Collection entries:

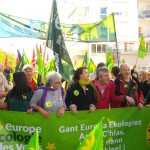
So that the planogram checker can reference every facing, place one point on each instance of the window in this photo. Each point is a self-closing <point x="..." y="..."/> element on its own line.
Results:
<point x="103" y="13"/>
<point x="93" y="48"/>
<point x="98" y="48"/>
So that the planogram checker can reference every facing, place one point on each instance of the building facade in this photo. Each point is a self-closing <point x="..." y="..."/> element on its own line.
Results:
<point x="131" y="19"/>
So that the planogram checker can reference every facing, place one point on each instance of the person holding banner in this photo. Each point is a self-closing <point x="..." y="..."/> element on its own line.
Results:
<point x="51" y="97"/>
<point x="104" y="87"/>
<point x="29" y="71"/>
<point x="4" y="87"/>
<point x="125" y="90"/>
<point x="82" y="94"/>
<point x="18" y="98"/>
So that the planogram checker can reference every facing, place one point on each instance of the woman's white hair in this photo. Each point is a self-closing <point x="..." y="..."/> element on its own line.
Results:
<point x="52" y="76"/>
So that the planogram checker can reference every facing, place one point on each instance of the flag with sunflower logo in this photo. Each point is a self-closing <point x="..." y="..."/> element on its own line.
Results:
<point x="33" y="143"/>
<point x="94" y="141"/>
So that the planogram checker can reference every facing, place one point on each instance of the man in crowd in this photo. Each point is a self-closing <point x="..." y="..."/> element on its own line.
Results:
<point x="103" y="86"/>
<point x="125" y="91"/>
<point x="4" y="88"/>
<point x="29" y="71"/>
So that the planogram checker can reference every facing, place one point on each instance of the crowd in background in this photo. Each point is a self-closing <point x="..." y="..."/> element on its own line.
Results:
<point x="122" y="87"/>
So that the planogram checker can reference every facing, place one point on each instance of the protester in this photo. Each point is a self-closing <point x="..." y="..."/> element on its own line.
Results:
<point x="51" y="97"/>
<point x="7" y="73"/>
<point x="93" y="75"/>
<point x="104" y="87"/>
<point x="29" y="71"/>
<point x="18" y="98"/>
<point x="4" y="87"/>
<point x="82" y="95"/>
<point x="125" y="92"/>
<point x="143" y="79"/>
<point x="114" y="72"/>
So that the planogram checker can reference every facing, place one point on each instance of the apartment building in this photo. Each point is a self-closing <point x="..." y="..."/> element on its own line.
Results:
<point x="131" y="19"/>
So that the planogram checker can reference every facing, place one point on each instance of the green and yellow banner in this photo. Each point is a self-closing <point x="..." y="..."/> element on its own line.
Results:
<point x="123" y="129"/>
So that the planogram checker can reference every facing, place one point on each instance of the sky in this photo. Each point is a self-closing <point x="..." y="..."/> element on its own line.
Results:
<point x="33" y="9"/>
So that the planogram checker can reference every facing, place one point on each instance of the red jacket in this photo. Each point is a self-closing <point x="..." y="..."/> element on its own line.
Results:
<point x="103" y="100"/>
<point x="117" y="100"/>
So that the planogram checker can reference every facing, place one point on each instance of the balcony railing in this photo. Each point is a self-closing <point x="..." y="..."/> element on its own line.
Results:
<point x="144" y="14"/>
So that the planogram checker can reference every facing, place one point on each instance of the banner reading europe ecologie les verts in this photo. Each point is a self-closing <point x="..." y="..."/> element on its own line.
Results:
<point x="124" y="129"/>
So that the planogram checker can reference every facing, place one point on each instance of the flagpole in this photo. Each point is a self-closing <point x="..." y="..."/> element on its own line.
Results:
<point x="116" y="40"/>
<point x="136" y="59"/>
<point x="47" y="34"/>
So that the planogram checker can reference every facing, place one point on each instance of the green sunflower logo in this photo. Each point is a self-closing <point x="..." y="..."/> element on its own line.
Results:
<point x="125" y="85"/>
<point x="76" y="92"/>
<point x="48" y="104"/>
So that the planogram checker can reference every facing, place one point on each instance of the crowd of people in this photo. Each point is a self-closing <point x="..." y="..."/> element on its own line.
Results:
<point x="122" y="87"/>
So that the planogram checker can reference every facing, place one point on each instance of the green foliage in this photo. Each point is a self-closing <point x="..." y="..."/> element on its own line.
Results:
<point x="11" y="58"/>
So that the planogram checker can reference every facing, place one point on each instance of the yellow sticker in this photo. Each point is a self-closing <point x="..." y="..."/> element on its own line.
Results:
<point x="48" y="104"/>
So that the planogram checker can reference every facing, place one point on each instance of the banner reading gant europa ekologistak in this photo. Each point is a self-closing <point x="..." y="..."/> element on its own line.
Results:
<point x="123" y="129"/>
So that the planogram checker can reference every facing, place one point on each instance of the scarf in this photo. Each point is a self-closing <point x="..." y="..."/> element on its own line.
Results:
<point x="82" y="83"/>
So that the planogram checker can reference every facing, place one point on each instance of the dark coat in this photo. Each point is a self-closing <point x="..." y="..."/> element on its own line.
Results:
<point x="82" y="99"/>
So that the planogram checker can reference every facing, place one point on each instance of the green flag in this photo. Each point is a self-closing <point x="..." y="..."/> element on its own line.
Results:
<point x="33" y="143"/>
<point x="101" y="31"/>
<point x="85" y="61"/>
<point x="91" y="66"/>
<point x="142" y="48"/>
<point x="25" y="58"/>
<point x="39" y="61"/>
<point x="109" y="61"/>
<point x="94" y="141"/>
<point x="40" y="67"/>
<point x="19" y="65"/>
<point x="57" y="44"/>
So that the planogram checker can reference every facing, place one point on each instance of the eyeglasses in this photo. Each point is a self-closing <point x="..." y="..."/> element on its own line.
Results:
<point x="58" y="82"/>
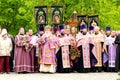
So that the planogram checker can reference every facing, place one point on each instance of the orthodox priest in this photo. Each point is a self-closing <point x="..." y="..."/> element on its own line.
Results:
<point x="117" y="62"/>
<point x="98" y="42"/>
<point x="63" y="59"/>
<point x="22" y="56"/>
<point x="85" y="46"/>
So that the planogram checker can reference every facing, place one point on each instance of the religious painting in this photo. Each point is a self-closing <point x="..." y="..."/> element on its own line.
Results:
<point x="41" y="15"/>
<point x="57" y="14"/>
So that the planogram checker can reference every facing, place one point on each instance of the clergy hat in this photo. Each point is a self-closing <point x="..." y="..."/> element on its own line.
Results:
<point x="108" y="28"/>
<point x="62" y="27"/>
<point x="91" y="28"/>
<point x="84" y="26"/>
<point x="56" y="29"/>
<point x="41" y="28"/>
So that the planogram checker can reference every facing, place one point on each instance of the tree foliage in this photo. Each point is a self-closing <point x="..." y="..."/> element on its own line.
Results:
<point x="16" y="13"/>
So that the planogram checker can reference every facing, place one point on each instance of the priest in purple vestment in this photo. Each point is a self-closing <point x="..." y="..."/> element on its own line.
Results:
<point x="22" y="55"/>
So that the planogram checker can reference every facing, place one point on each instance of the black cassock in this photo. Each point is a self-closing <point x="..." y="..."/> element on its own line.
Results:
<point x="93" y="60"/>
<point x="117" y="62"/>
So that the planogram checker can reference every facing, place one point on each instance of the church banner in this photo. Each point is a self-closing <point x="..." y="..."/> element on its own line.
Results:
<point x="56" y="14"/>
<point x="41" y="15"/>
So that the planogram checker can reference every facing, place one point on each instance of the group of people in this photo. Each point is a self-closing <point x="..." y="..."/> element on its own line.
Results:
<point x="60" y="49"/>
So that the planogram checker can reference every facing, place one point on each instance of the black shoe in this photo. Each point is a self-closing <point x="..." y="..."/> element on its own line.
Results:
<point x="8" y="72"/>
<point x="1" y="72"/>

Activity ▸ What you return should be exactly the lines above, starting at the one with "of the dark" and ending at the one with "the green flag", and nothing else.

Solved exercise ▸
So that the planogram checker can reference every facing, place one point on each instance of the dark coat in this photo. Each point is a self-closing <point x="..." y="..."/> element on its own line.
Results:
<point x="82" y="99"/>
So that the planogram checker can reference every facing, place one point on each instance of the green flag in this photo. Each point is a self-closing <point x="..." y="..."/> element on its own line.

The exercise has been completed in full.